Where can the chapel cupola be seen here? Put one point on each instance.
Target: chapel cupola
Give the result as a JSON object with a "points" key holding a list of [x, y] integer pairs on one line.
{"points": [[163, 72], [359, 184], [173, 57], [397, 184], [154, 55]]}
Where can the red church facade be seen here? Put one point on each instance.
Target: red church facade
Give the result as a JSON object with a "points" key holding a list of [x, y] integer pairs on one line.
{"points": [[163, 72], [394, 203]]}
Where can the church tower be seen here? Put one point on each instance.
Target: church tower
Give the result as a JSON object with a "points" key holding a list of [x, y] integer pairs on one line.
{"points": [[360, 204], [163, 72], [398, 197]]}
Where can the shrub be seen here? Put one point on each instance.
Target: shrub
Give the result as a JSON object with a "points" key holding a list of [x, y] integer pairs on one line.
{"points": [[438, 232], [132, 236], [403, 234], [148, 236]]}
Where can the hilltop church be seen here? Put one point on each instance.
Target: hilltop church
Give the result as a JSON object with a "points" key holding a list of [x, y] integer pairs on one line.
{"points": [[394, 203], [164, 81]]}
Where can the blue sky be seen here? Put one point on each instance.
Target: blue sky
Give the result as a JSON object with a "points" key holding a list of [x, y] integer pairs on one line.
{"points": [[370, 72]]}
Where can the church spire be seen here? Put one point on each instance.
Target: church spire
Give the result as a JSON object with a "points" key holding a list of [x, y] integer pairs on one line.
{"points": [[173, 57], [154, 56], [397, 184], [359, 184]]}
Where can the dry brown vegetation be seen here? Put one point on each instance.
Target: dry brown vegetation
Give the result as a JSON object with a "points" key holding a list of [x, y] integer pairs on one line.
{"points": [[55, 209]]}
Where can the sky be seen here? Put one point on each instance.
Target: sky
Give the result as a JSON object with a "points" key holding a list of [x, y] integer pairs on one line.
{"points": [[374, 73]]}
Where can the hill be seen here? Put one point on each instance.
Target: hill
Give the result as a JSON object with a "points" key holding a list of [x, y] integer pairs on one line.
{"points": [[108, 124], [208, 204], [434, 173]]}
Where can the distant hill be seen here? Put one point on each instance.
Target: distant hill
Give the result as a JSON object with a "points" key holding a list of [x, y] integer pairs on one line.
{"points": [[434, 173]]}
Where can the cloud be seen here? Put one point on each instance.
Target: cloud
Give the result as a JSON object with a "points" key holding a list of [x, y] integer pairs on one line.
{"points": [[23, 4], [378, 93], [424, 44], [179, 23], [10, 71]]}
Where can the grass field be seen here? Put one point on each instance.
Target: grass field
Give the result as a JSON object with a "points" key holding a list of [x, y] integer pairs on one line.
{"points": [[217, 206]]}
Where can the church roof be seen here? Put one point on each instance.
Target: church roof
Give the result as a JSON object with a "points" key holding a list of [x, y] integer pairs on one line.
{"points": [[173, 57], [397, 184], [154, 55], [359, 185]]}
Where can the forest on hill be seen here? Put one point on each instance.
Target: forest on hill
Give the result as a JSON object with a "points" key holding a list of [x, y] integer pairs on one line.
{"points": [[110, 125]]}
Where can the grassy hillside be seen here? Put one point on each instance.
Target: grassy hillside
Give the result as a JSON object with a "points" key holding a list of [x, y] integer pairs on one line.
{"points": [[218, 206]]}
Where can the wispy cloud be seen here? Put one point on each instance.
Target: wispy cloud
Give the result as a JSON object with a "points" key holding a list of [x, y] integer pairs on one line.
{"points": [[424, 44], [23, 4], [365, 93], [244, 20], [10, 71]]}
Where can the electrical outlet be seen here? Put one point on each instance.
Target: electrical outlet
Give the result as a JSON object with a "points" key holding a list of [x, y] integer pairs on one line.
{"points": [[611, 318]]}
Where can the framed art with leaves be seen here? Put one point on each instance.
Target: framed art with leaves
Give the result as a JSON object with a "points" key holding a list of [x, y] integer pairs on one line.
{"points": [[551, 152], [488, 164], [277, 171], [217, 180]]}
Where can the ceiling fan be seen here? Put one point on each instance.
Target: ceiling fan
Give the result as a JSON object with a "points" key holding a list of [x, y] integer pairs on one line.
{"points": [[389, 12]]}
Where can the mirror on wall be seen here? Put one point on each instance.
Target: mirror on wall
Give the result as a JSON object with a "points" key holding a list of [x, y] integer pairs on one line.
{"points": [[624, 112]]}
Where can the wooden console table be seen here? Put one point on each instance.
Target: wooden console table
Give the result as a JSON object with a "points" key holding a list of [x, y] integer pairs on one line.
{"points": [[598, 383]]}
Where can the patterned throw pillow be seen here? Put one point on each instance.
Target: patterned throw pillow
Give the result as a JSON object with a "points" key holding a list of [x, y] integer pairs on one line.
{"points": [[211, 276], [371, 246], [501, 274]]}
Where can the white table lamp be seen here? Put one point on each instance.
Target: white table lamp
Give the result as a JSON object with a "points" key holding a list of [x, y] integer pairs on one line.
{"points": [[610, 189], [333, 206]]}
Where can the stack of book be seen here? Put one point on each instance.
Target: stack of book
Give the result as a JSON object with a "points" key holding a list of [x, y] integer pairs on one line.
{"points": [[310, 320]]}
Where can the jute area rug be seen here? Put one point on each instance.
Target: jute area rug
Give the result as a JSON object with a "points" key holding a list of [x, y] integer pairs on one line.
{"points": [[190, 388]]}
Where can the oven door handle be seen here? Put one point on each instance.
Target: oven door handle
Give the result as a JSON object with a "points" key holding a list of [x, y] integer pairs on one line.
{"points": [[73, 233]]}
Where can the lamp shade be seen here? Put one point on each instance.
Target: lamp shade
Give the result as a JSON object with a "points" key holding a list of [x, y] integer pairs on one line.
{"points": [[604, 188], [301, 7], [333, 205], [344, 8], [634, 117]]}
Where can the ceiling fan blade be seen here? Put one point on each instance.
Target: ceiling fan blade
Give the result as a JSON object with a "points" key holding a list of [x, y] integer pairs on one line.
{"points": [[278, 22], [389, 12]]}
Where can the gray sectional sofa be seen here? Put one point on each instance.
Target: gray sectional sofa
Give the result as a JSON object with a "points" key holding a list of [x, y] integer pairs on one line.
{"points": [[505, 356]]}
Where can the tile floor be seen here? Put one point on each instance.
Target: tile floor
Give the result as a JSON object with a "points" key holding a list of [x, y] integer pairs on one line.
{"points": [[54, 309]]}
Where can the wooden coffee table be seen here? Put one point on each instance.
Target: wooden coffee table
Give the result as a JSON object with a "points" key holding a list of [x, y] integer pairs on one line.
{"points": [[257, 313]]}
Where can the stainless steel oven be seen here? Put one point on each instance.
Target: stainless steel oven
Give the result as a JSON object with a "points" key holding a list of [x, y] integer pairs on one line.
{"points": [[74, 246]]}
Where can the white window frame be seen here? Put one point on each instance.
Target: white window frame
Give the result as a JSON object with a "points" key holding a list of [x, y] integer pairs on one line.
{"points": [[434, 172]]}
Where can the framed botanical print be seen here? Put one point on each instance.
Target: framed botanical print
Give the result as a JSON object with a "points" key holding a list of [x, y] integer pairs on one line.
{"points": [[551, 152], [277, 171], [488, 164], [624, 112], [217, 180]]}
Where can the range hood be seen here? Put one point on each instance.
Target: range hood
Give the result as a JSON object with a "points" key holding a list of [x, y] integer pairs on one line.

• [What you are asked to do]: Turn every line of the entries above into a numbered list, omitting any blank lines.

• [Finished task]:
1. Where can the chapel cupola be seen here? Put one point on each instance.
2. Target: chapel cupola
3. Give the result as a JSON object with a "points" key holding a list of [x, y] integer pairs on one line.
4. {"points": [[163, 72], [359, 184], [173, 57], [397, 184], [154, 55]]}
5. Where can the red church facade be seen here? Put one point on each instance.
6. Target: red church facade
7. Give the result as a JSON object with a "points" key holding a list of [x, y] integer pairs on one line.
8. {"points": [[163, 72], [394, 203]]}
9. Where can the church tower be seen here? Put one point on each instance.
10. Target: church tower
11. Give the result as a JSON object with a "points" key holding a list of [x, y] integer pairs on one line.
12. {"points": [[360, 204], [163, 72], [398, 197]]}
13. Where can the shrub be seen here? Put one point on each instance.
14. Target: shrub
15. Give the result as a JSON object with a "points" key holding a list of [x, y] integer pairs on one line.
16. {"points": [[438, 232], [132, 236], [403, 234], [148, 236]]}
17. Where can the hilltop church be seen here? Put one point on each instance.
18. Target: hilltop church
19. Give the result as a JSON object with a "points" key holding a list of [x, y] integer pairs on one line.
20. {"points": [[394, 203], [164, 81]]}
21. Where can the blue sky be seen here? Put one point on each instance.
22. Target: blue sky
23. Give the result as a JSON object with a "points" key holding a list of [x, y] integer pairs on one line.
24. {"points": [[370, 72]]}
25. Where can the church spire be seen here? Put one point on each instance.
26. Target: church spire
27. Give the result as a JSON object with a "points" key holding a list of [x, y] integer pairs on one line.
28. {"points": [[173, 57], [154, 56], [397, 184], [359, 184]]}
29. Where can the dry brown vegetation be seen here? Put one point on each instance.
30. Target: dry brown vegetation
31. Give the result as a JSON object with a "points" key holding a list of [x, y] integer pairs on one line.
32. {"points": [[55, 209]]}
33. Where can the sky be seen here? Put one point on each instance.
34. Target: sky
35. Give the result as a JSON object with a "points" key holding a list of [x, y] integer pairs on one line.
36. {"points": [[374, 73]]}
37. Where can the hill be seen here? Put one point on each instance.
38. Target: hill
39. Give the result as a JSON object with a "points" key holding a list of [x, y] integer pairs on one line.
40. {"points": [[108, 124], [208, 204], [434, 173]]}
41. Where can the distant hill be seen here? Put one point on each instance.
42. Target: distant hill
43. Give the result as a JSON object with a "points" key holding a list of [x, y] integer pairs on one line.
44. {"points": [[434, 173]]}
45. Where can the cloud be seen here? Put one point on each instance.
46. Target: cloud
47. Give the result as a JSON object with a "points" key holding a list of [x, y] integer pairs on one line.
48. {"points": [[23, 4], [378, 93], [424, 44], [179, 23], [10, 71]]}
49. Where can the grass field be seen here? Put one point on each instance.
50. Target: grass field
51. Give the result as a JSON object with a "points" key holding a list of [x, y] integer pairs on one line.
52. {"points": [[217, 206]]}
53. Where can the church roof be seen here? Put one point on each instance.
54. Target: church roof
55. Give the result as a JSON object with a "points" key holding a list of [x, y] integer pairs on one line.
56. {"points": [[173, 57], [397, 184], [154, 55], [359, 185]]}
57. Where can the forest on hill be seen here? Put one point on each instance.
58. Target: forest on hill
59. Give the result as a JSON object with a "points" key holding a list of [x, y] integer pairs on one line.
60. {"points": [[110, 125]]}
61. Where can the grassy hillside be seen here? Put one point on each instance.
62. Target: grassy hillside
63. Give the result as a JSON object with a "points" key holding a list of [x, y] integer pairs on one line.
64. {"points": [[218, 206]]}
65. Where can the wispy cloud be seen here? Put one point on each instance.
66. Target: wispy cloud
67. Give the result as a JSON object with a "points" key holding a list of [x, y] integer pairs on one line.
68. {"points": [[424, 44], [23, 4], [365, 93], [244, 20], [10, 71]]}
69. Where can the electrical outlet be seen here? Put one point on each instance.
70. Target: electrical outlet
71. Give the result as a JSON object with a "points" key holding a list of [x, y] integer pairs on one line.
72. {"points": [[611, 318]]}
73. Where can the framed art with leaves be seen here? Put one point on each instance.
74. Target: framed art with leaves
75. Give the result as a JSON object with a "points" key holding a list of [x, y] integer pairs on one line.
76. {"points": [[551, 152], [488, 164], [277, 171], [217, 180]]}
77. Where can the ceiling fan be seen here? Put one point on each instance.
78. Target: ceiling fan
79. Give the result as a JSON object with a "points" key holding a list of [x, y] integer pairs on one line.
80. {"points": [[389, 12]]}
81. Where can the mirror on wall be seen here? Put one point on each instance.
82. Target: mirror on wall
83. Give the result as a JSON object with a "points" key holding a list of [x, y] integer pairs on one line.
84. {"points": [[624, 112]]}
85. Where can the wooden console table be seen here? Put one point on each instance.
86. Target: wooden console table
87. Give the result as a JSON object with a "points" key holding a list of [x, y] integer pairs on one line.
88. {"points": [[598, 383]]}
89. Where can the patterned throw pillow be seen here? Put one point on each instance.
90. Target: patterned throw pillow
91. Give the result as a JSON object with a "points" key holding a list of [x, y] integer pairs on one line.
92. {"points": [[211, 276], [371, 246], [501, 274]]}
93. Where can the white table lamp be seen here? Put one point on each instance.
94. Target: white table lamp
95. Give the result as a JSON object with a "points" key holding a list of [x, y] integer pairs on one line.
96. {"points": [[610, 189], [333, 206]]}
97. Where can the stack of book be seen here? Put one point on each instance.
98. Target: stack of book
99. Give the result as a JSON object with a "points" key holding a list of [x, y] integer pairs on one line.
100. {"points": [[310, 320]]}
101. Where can the jute area rug be seen here? Put one point on each instance.
102. Target: jute area rug
103. Give the result as a JSON object with a "points" key holding a list of [x, y] integer pairs on one line.
104. {"points": [[190, 388]]}
105. Where can the oven door handle be seen here? Put one point on each instance.
106. Target: oven door handle
107. Give the result as a JSON object with a "points" key holding a list of [x, y] integer pairs on one line.
108. {"points": [[73, 233]]}
109. Where can the lamp shade be seen here? Put one point on each instance.
110. Target: lamp shade
111. Give the result as a JSON object with a "points" key holding a list of [x, y] integer pairs on one line.
112. {"points": [[604, 188], [301, 7], [333, 205], [344, 8], [634, 117]]}
113. Where can the ceiling fan blade be seen here? Put one point on each instance.
114. Target: ceiling fan blade
115. Give the result as a JSON object with a "points" key holding a list of [x, y] integer pairs on one line.
116. {"points": [[278, 22], [389, 12]]}
117. Where can the gray sectional sofa be seen here? Put one point on each instance.
118. Target: gray sectional sofa
119. Give the result as a JSON object with a "points" key holding a list of [x, y] integer pairs on one line.
120. {"points": [[505, 356]]}
121. Where can the tile floor be seen here? Put one point on each instance.
122. Target: tile floor
123. Give the result as a JSON object with a "points" key holding a list of [x, y] integer pairs on one line.
124. {"points": [[54, 309]]}
125. Where can the wooden coffee table be seen here? Put one point on each instance.
126. Target: wooden coffee table
127. Give the result as a JSON object with a "points" key holding a list of [x, y] integer pairs on one line.
128. {"points": [[257, 313]]}
129. Where can the stainless steel oven be seen here? Put one point on each instance.
130. Target: stainless steel oven
131. Give the result as a JSON object with a "points" key holding a list of [x, y] integer pairs on one line.
132. {"points": [[74, 246]]}
133. Where can the white window frame be seen here? Put one point on each instance.
134. Target: white window frame
135. Give the result as a JSON object with a "points" key holding a list of [x, y] integer pairs on one line.
136. {"points": [[434, 172]]}
137. Where can the framed botanical print be seen here? Put one point on each instance.
138. Target: framed botanical print
139. Give the result as a JSON object with a "points" key holding a list of [x, y] integer pairs on one line.
140. {"points": [[551, 152], [277, 171], [488, 164], [624, 112], [217, 180]]}
141. Where can the range hood be seen here? Put one point on each instance.
142. Target: range hood
143. Give the result as a JSON object with a "points" key holding a list of [x, y] integer pairs on one line.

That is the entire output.